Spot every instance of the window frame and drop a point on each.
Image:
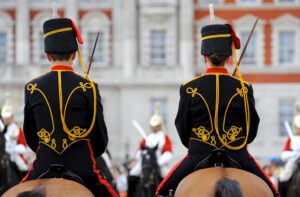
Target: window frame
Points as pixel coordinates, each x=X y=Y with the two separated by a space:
x=36 y=25
x=282 y=130
x=285 y=23
x=160 y=46
x=6 y=26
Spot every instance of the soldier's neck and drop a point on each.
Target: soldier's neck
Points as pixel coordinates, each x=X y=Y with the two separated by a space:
x=64 y=62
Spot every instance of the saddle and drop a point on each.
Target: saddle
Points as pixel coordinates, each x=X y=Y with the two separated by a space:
x=60 y=171
x=217 y=158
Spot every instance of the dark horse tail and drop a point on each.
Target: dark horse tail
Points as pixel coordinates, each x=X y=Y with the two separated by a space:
x=228 y=188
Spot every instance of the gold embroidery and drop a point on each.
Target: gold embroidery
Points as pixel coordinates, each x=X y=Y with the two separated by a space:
x=213 y=141
x=31 y=87
x=44 y=135
x=242 y=91
x=226 y=137
x=202 y=133
x=76 y=132
x=233 y=132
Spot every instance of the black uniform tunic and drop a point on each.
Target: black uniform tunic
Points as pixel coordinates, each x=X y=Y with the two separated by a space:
x=213 y=114
x=58 y=97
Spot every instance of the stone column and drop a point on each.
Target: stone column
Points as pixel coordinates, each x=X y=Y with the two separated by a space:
x=117 y=22
x=22 y=33
x=186 y=38
x=130 y=37
x=71 y=10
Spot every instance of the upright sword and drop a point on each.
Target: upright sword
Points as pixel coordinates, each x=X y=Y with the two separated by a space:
x=246 y=45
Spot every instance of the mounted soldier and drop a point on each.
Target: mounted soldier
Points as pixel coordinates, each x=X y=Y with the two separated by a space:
x=216 y=111
x=15 y=145
x=157 y=138
x=63 y=114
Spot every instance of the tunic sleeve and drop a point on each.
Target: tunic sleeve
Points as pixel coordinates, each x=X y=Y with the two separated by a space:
x=183 y=119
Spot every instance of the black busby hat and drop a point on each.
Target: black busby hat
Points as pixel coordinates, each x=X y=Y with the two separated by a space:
x=60 y=36
x=217 y=39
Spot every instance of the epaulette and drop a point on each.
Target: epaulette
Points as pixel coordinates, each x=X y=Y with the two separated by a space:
x=38 y=77
x=191 y=80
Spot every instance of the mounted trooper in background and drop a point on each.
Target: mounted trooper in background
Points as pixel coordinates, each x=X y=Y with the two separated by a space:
x=164 y=154
x=291 y=152
x=15 y=145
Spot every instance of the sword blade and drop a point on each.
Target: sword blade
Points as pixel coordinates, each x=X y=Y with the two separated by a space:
x=246 y=45
x=92 y=56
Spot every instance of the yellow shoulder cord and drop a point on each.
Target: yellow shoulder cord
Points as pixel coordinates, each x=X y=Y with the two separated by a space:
x=246 y=104
x=62 y=117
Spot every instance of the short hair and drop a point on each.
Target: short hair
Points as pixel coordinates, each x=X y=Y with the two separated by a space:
x=60 y=56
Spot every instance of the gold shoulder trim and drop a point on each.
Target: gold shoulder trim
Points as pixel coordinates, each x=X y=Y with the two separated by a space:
x=239 y=79
x=191 y=80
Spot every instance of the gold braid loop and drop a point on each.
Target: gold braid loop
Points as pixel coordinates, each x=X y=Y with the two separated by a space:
x=233 y=132
x=85 y=86
x=242 y=91
x=44 y=135
x=192 y=91
x=31 y=87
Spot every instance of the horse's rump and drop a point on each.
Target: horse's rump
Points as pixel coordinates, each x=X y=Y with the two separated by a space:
x=53 y=187
x=202 y=183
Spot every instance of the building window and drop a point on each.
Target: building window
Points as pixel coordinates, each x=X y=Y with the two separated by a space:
x=162 y=103
x=3 y=47
x=285 y=39
x=37 y=36
x=99 y=50
x=286 y=47
x=158 y=47
x=250 y=56
x=286 y=113
x=6 y=38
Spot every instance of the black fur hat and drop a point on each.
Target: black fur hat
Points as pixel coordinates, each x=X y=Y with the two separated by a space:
x=60 y=35
x=217 y=39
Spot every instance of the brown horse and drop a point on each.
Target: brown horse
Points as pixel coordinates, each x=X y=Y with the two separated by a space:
x=52 y=187
x=207 y=182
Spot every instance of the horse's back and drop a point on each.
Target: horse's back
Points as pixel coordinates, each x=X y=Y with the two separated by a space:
x=53 y=187
x=202 y=183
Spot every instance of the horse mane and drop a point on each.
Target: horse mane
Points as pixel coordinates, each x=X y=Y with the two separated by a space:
x=228 y=188
x=37 y=192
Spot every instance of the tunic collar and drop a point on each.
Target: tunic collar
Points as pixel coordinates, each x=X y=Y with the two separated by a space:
x=216 y=70
x=60 y=67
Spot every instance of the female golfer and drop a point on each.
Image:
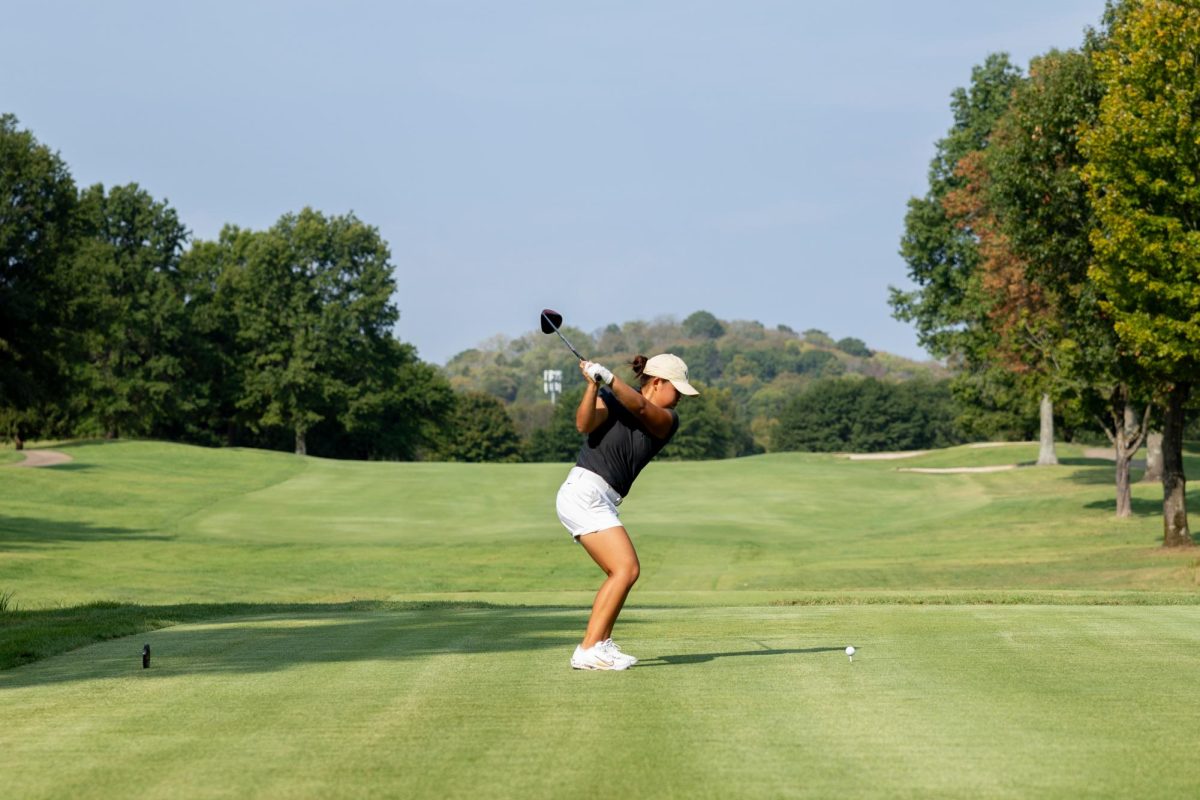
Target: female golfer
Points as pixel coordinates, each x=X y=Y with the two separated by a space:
x=625 y=428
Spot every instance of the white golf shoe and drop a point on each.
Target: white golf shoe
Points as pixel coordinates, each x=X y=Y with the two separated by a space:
x=615 y=651
x=598 y=656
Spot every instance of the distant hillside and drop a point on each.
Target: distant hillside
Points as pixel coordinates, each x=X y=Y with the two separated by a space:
x=760 y=367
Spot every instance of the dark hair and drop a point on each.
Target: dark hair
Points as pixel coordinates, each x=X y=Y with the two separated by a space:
x=639 y=365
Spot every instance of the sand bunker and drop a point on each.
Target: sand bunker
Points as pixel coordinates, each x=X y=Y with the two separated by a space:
x=42 y=458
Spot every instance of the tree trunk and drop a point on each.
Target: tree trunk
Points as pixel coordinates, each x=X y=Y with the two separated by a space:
x=1153 y=457
x=1175 y=501
x=1126 y=435
x=1047 y=456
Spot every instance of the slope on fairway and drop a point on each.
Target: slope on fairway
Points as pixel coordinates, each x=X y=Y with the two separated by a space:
x=1013 y=702
x=157 y=523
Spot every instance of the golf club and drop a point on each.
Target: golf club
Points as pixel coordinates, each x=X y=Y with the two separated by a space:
x=550 y=322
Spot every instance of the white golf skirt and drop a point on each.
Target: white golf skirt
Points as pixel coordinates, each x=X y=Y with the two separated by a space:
x=587 y=504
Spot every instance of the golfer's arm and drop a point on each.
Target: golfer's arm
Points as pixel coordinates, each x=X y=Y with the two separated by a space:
x=657 y=420
x=592 y=411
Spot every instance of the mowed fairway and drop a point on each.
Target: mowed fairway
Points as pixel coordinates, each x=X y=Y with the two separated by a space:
x=328 y=629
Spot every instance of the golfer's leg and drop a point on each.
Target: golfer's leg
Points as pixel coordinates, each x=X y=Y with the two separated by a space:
x=612 y=549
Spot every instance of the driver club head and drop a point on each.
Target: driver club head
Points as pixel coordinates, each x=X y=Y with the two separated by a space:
x=551 y=320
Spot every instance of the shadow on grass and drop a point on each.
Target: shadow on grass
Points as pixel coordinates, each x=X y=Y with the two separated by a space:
x=703 y=657
x=70 y=467
x=239 y=638
x=1144 y=506
x=17 y=533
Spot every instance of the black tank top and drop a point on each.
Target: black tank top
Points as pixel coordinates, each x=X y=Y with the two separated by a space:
x=621 y=447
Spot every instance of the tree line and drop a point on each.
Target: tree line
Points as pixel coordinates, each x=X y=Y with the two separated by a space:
x=114 y=324
x=1056 y=253
x=750 y=378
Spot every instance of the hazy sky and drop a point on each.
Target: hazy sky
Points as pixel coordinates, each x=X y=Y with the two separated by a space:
x=615 y=161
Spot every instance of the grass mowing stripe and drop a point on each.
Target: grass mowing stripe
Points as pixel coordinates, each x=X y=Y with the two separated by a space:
x=1005 y=702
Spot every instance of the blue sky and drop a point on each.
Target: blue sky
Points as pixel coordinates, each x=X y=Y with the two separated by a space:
x=615 y=161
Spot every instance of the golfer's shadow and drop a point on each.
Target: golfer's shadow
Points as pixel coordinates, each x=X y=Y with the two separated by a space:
x=701 y=657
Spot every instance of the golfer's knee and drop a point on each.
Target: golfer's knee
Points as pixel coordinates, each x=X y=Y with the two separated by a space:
x=628 y=573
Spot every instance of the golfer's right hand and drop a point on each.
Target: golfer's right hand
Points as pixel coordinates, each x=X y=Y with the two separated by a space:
x=598 y=373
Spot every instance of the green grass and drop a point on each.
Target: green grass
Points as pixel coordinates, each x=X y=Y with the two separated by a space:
x=330 y=629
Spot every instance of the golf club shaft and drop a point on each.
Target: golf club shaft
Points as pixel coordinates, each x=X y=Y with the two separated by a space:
x=564 y=338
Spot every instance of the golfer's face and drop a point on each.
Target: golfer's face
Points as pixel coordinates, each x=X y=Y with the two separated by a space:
x=666 y=395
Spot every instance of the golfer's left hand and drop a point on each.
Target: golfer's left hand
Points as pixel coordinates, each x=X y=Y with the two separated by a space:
x=598 y=373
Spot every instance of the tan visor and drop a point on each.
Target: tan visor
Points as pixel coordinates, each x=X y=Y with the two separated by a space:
x=671 y=367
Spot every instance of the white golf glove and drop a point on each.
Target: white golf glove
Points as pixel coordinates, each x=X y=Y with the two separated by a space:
x=599 y=373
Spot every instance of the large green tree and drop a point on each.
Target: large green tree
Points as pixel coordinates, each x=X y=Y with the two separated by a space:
x=1144 y=180
x=129 y=311
x=313 y=305
x=949 y=305
x=37 y=203
x=481 y=431
x=1047 y=311
x=942 y=257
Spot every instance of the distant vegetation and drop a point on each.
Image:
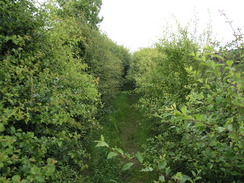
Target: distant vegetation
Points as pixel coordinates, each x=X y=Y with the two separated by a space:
x=63 y=83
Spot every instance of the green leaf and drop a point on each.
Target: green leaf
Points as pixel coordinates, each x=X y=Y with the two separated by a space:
x=40 y=178
x=127 y=166
x=16 y=178
x=50 y=169
x=199 y=117
x=102 y=138
x=111 y=155
x=162 y=164
x=139 y=157
x=119 y=151
x=35 y=170
x=229 y=62
x=184 y=110
x=220 y=129
x=161 y=178
x=102 y=144
x=147 y=169
x=2 y=128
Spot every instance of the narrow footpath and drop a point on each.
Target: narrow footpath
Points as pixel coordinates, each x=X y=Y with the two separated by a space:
x=124 y=130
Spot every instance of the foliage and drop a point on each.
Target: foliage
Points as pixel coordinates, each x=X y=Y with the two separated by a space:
x=194 y=98
x=48 y=101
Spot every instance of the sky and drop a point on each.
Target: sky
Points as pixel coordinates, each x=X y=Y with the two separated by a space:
x=137 y=24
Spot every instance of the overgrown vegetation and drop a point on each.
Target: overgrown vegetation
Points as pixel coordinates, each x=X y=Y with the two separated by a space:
x=61 y=83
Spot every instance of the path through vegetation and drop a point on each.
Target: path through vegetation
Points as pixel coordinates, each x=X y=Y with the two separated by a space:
x=124 y=129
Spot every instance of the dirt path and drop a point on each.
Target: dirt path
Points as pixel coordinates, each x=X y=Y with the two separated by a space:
x=129 y=131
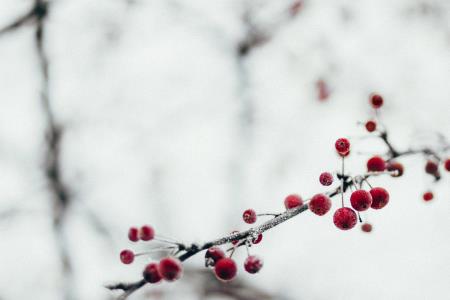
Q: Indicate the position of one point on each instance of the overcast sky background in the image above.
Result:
(164, 123)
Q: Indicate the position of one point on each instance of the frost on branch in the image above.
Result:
(363, 197)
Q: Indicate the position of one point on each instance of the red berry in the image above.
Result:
(376, 101)
(147, 233)
(380, 197)
(395, 166)
(326, 178)
(431, 167)
(371, 126)
(428, 196)
(126, 256)
(170, 268)
(225, 269)
(236, 241)
(257, 239)
(323, 90)
(345, 218)
(133, 234)
(320, 204)
(376, 164)
(296, 6)
(447, 164)
(292, 201)
(249, 216)
(361, 200)
(366, 227)
(253, 264)
(212, 255)
(342, 146)
(151, 273)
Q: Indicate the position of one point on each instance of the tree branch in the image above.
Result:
(249, 234)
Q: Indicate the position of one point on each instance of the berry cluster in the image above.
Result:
(378, 164)
(363, 197)
(168, 268)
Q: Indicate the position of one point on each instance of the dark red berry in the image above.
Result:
(447, 164)
(253, 264)
(126, 256)
(371, 126)
(146, 233)
(133, 234)
(236, 241)
(345, 218)
(320, 204)
(249, 216)
(431, 167)
(376, 101)
(212, 255)
(376, 164)
(151, 273)
(257, 239)
(170, 268)
(295, 7)
(342, 146)
(428, 196)
(361, 200)
(225, 269)
(326, 178)
(366, 227)
(322, 90)
(395, 166)
(292, 201)
(380, 197)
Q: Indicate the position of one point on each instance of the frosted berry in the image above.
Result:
(253, 264)
(366, 227)
(258, 239)
(133, 234)
(380, 197)
(361, 200)
(236, 241)
(371, 126)
(249, 216)
(146, 233)
(151, 273)
(395, 166)
(292, 201)
(376, 164)
(326, 178)
(345, 218)
(342, 146)
(225, 269)
(376, 101)
(428, 196)
(447, 164)
(320, 204)
(322, 90)
(126, 256)
(431, 167)
(170, 268)
(213, 255)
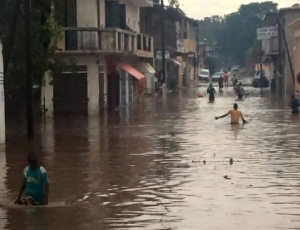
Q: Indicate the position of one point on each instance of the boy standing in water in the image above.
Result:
(211, 91)
(235, 115)
(35, 183)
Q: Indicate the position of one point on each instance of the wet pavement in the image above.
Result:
(144, 168)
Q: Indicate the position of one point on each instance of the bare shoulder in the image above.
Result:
(43, 170)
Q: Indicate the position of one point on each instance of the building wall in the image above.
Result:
(289, 17)
(87, 15)
(2, 101)
(132, 15)
(93, 64)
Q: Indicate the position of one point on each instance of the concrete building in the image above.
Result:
(101, 43)
(275, 47)
(179, 32)
(295, 27)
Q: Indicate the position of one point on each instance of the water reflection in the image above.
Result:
(143, 167)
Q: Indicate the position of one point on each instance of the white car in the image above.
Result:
(204, 75)
(217, 75)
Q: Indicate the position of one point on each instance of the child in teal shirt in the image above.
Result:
(35, 183)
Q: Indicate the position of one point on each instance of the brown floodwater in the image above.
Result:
(143, 167)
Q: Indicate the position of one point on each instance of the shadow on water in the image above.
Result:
(142, 167)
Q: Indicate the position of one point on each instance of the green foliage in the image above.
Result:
(45, 33)
(211, 64)
(236, 33)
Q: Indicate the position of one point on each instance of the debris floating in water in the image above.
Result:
(173, 150)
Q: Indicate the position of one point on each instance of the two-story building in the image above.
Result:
(101, 42)
(190, 52)
(151, 19)
(276, 48)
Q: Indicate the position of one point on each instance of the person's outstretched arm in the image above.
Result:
(225, 115)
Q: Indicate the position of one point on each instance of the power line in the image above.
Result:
(227, 7)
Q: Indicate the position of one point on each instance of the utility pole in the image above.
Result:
(260, 65)
(279, 56)
(30, 118)
(163, 51)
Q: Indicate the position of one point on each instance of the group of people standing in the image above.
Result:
(223, 80)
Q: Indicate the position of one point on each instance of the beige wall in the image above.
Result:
(290, 16)
(87, 13)
(92, 62)
(132, 15)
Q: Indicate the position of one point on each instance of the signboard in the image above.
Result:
(266, 33)
(158, 54)
(36, 86)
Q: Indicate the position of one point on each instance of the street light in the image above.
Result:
(30, 119)
(163, 60)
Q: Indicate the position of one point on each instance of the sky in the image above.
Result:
(199, 9)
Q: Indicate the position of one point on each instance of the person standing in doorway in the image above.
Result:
(225, 78)
(294, 104)
(234, 81)
(220, 80)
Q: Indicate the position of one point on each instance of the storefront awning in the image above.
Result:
(175, 61)
(144, 67)
(135, 73)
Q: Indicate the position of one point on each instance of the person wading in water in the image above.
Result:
(35, 183)
(211, 91)
(235, 115)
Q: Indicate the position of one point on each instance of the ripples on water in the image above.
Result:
(141, 170)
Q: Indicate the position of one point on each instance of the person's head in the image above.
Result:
(32, 160)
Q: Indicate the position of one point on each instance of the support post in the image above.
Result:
(260, 65)
(163, 52)
(30, 118)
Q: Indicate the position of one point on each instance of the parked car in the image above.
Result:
(235, 68)
(256, 82)
(204, 75)
(216, 76)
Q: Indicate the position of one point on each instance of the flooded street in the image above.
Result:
(144, 169)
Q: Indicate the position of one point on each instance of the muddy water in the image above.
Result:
(143, 168)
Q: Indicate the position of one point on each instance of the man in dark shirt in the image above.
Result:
(294, 104)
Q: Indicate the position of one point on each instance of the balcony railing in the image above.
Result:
(271, 46)
(105, 40)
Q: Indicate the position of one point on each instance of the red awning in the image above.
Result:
(135, 73)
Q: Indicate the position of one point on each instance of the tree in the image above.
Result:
(211, 64)
(45, 35)
(238, 30)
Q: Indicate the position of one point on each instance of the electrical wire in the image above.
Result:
(227, 7)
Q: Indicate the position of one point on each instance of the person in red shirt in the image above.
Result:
(225, 78)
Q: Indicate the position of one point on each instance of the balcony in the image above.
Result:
(271, 46)
(111, 41)
(189, 46)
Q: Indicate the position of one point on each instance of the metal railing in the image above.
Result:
(104, 40)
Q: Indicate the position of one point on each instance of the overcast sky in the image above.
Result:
(198, 9)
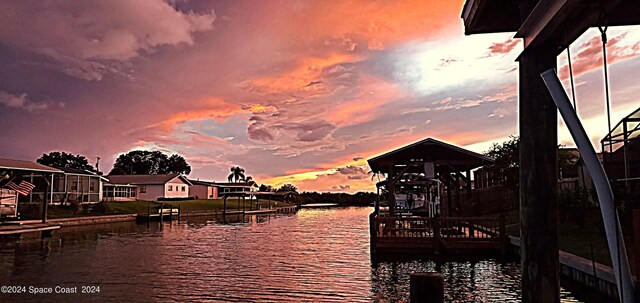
+ + + +
DIRECTIONS FOR THIS TASK
The string "building" may occur on several lines of the listing; state how many such lines there are, giving the number only.

SOLUTION BELOW
5